# [Data drawn from a collection]

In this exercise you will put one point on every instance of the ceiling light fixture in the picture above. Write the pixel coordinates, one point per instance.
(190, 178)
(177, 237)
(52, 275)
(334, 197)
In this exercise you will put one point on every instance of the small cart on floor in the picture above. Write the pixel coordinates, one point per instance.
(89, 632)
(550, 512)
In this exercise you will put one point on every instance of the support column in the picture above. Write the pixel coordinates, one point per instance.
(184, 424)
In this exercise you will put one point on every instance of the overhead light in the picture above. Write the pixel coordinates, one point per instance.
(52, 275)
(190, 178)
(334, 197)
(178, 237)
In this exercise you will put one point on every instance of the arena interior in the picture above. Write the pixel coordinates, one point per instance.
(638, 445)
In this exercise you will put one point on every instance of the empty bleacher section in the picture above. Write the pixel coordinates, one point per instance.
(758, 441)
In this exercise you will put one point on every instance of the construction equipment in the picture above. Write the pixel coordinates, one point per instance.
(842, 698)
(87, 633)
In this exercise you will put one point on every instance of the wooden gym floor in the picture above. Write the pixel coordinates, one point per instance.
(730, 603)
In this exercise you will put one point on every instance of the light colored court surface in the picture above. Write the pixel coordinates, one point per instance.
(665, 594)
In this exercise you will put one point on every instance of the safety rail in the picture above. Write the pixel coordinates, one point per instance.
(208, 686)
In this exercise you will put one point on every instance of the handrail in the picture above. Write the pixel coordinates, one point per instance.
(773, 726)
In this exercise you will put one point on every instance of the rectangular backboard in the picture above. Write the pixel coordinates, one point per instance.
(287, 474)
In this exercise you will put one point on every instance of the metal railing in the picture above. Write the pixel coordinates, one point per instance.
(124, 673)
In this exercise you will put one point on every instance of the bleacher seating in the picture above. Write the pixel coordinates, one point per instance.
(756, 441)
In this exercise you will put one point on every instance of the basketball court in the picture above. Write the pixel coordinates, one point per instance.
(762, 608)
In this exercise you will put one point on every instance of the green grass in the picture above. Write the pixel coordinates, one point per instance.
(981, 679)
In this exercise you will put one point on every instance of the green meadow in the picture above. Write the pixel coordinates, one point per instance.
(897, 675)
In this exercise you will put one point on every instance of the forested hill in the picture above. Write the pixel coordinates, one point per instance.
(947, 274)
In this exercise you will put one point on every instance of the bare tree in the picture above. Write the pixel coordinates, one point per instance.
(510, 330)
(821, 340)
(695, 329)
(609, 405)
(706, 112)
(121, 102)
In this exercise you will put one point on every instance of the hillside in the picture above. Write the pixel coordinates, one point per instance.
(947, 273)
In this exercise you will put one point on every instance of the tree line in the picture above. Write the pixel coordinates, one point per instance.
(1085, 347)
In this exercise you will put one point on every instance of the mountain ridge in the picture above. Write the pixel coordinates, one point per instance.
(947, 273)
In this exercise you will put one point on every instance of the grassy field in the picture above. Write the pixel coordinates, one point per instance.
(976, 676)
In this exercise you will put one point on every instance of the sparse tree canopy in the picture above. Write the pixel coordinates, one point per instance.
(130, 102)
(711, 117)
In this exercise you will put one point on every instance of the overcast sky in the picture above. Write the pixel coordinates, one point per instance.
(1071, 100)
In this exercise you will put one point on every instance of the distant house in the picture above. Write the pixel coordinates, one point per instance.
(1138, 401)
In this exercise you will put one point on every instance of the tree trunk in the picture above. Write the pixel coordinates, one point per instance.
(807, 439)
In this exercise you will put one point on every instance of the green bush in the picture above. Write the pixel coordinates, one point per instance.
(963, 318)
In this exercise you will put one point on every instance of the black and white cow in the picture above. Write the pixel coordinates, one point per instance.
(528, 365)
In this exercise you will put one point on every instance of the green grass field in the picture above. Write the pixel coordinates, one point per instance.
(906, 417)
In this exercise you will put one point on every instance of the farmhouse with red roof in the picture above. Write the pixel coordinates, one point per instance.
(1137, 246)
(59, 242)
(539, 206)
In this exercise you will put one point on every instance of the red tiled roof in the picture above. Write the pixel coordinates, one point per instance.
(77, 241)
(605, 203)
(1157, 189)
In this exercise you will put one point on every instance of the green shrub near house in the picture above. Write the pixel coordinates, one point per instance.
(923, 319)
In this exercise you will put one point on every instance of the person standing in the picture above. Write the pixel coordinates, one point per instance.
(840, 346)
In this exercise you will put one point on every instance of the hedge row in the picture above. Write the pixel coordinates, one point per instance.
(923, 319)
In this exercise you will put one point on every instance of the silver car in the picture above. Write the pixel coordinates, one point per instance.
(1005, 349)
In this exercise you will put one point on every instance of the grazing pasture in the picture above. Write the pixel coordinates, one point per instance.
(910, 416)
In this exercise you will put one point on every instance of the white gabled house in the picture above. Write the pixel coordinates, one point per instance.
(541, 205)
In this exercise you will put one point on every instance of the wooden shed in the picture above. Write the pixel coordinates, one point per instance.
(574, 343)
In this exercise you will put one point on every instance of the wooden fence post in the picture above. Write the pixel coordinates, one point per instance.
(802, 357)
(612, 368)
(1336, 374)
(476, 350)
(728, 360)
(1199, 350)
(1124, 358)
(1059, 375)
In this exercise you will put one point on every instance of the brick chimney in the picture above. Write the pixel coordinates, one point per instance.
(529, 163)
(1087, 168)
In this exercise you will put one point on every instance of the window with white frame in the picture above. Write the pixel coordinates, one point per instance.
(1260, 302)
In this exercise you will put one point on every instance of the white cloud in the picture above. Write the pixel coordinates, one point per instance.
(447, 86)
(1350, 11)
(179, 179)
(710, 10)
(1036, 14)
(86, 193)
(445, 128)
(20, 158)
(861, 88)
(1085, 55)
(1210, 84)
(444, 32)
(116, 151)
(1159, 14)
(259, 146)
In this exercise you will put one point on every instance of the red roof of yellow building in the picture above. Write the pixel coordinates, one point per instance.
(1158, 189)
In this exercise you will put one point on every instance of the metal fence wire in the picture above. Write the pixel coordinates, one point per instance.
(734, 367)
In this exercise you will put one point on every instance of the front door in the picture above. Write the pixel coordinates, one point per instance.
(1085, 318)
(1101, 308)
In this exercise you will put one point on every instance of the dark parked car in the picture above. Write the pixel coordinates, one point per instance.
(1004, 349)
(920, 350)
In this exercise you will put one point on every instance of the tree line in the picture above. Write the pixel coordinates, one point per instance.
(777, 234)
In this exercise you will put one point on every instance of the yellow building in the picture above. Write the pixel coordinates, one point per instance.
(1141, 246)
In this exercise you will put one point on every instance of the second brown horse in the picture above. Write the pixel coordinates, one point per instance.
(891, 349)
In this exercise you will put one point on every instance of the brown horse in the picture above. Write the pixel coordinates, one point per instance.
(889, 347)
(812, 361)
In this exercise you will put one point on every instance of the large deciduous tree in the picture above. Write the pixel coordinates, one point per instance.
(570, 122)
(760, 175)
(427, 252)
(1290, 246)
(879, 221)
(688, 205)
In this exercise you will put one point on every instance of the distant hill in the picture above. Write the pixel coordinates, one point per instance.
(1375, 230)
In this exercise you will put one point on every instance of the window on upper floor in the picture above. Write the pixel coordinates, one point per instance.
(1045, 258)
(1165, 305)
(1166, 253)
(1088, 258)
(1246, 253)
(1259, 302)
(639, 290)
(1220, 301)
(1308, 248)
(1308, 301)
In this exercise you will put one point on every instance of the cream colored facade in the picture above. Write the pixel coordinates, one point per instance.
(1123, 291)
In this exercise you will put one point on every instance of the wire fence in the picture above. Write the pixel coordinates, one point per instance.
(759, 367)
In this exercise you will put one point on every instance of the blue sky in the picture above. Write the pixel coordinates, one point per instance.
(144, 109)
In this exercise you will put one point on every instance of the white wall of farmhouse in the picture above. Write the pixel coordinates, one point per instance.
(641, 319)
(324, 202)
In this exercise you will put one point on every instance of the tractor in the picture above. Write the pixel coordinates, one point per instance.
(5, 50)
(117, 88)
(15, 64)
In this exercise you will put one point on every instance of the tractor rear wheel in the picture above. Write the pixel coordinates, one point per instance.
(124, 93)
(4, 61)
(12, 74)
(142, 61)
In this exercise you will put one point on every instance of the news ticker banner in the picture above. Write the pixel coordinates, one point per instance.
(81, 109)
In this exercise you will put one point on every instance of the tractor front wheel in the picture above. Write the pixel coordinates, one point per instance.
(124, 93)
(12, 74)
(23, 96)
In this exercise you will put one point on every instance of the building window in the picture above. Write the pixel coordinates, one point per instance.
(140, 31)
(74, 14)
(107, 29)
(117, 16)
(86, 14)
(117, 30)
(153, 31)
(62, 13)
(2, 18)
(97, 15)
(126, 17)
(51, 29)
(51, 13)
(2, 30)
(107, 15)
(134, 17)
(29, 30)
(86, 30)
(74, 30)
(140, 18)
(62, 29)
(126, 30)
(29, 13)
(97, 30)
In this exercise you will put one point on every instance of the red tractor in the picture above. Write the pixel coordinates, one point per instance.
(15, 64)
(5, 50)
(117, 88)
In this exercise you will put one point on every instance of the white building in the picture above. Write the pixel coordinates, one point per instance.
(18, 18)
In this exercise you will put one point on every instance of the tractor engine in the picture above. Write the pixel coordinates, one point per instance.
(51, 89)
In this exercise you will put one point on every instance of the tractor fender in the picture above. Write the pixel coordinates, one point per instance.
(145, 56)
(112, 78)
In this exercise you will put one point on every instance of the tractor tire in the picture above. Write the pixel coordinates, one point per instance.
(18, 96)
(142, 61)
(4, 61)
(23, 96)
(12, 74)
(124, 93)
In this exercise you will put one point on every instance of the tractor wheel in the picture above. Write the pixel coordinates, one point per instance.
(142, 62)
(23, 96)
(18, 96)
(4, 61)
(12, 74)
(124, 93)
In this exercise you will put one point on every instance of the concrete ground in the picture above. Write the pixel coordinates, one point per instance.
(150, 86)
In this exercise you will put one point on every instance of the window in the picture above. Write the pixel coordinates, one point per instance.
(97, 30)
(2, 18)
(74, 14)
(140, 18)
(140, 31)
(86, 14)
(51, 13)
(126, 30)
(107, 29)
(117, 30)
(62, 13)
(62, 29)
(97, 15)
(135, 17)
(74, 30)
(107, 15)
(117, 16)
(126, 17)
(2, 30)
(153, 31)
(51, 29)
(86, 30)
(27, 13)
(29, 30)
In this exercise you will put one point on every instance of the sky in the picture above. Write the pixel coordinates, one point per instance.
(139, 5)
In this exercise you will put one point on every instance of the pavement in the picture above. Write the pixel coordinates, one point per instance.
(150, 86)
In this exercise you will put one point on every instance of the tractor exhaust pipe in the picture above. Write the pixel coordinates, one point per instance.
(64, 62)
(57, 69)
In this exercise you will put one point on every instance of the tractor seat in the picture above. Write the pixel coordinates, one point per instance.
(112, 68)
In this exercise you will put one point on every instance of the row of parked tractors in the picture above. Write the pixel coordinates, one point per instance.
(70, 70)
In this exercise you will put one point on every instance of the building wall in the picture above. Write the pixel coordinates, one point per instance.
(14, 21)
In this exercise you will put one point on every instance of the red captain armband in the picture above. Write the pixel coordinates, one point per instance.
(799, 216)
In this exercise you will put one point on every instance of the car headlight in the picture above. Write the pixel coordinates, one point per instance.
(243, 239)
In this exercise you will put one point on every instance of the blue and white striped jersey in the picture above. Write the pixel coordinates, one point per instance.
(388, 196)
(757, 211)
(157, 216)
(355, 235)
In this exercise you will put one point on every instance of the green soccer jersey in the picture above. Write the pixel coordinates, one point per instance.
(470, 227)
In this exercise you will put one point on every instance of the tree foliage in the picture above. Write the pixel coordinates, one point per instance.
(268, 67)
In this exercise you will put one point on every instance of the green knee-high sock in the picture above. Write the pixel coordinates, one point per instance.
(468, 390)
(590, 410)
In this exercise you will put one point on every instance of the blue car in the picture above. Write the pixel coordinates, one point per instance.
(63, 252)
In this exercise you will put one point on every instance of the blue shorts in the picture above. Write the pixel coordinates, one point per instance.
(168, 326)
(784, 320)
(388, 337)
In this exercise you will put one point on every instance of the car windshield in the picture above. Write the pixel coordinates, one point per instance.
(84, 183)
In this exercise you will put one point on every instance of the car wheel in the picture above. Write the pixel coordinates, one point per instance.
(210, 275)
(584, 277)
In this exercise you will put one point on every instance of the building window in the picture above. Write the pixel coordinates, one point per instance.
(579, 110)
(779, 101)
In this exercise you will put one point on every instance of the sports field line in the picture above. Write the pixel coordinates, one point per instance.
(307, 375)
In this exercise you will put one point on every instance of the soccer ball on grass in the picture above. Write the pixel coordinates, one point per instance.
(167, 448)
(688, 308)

# [What is asked]
Rescale the rows starting at the line that contains "of the forested" and ending at the line that contains "(1138, 401)", both lines included. Write out only those lines again, requests included, multiplying every point coordinate in the answers by 1.25 and rounding to whole numbers with halves rounded up.

# [Output]
In this exercise you will put one point on every instance of the forested hill in the picture above. Write the pixel coordinates, one point per instance.
(1184, 343)
In this exercise you will put one point on every instance of the bare tree in the picture above. Write the pixel coordinates, one point per instance.
(638, 413)
(1026, 425)
(869, 411)
(761, 506)
(883, 140)
(151, 128)
In this exercise you will put one point on every instance of the hillside in the picture above. Write the pixel coordinates, one point per instance.
(1184, 341)
In this exercise you will put one point on every instance of the tree line in the picture above. Write the pixel coordinates, one point per instance.
(1356, 434)
In this exercise you will put one point on every instance of the mountain ridge in the picture above. Write the pixel coordinates, one point per instance.
(1184, 341)
In this exercise you will put one point on every instance of the grassy field in the picture above. Write the pixel coordinates, one point per instance.
(1220, 845)
In this exercise you will put one point on every instance of the sparse tree canopy in the picture above. Write the pixel coordinates, one point per instance.
(163, 128)
(889, 146)
In this exercise you will put one point on every instance of the overcast sky in the picture above. Write the pixel coordinates, one point per instance.
(1339, 125)
In this exercise you will put one point on every instance of the distant house in the picture above. Write the pixel coordinates, one point per instance.
(1423, 501)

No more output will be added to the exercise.